_Input data_.
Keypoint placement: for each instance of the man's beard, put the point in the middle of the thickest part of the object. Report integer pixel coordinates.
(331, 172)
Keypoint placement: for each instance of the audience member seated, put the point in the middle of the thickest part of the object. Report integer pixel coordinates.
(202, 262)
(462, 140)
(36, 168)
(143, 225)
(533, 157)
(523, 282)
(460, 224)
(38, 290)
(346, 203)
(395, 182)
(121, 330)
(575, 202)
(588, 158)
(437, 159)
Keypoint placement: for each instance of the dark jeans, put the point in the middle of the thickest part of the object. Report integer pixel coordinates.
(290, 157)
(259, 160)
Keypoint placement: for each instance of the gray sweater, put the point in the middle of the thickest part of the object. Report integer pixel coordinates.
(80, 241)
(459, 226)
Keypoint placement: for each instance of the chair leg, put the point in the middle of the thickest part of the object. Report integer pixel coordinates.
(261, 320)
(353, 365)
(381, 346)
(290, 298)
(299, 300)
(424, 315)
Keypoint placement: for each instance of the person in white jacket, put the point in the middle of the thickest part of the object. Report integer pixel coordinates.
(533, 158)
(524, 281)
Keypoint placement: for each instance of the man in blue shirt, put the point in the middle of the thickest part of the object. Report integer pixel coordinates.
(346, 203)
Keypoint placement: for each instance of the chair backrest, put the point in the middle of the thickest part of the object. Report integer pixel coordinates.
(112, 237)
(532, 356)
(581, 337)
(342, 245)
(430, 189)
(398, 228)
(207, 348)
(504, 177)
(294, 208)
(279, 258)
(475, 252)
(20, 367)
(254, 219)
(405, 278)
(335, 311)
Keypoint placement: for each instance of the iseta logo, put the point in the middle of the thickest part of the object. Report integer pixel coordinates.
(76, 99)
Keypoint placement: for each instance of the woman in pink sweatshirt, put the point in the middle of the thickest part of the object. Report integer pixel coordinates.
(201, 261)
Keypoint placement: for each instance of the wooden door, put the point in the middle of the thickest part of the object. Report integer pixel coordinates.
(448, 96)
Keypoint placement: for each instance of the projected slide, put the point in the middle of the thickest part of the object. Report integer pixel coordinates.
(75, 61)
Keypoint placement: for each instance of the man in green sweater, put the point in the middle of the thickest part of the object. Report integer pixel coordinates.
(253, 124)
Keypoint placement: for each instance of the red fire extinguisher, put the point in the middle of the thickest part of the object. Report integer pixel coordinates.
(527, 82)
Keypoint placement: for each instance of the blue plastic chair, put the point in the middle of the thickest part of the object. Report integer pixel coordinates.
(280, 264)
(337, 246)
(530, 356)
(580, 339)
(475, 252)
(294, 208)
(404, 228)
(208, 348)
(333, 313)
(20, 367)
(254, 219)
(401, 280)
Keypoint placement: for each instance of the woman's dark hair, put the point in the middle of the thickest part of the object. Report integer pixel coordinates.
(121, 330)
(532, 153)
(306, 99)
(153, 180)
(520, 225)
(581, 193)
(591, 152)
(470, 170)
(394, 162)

_What the exercise asks_.
Copy the records word for word, starting at the line that contains "Keypoint placement: for each instance of the red" and continuing through the end of the records, with both ends included.

_Solution to the exercise_.
Keypoint placement: for each instance of the red fire extinguisher, put the point in the middle of the thickest part of the object. Report integer pixel coordinates.
(527, 82)
Keypoint placement: for each instance of the blue plastic chair, put the point in the middle of the thickest part of the object. Report integer pixel coordinates.
(280, 264)
(337, 246)
(530, 356)
(580, 339)
(475, 252)
(294, 208)
(404, 228)
(208, 348)
(333, 313)
(20, 367)
(254, 219)
(401, 280)
Keypoint placement: for each instance of the woman's dark hair, put the point in the middle of the thickest part of the object. Report integer pixel coordinates.
(121, 330)
(532, 153)
(306, 99)
(153, 180)
(520, 225)
(581, 193)
(591, 152)
(470, 170)
(394, 162)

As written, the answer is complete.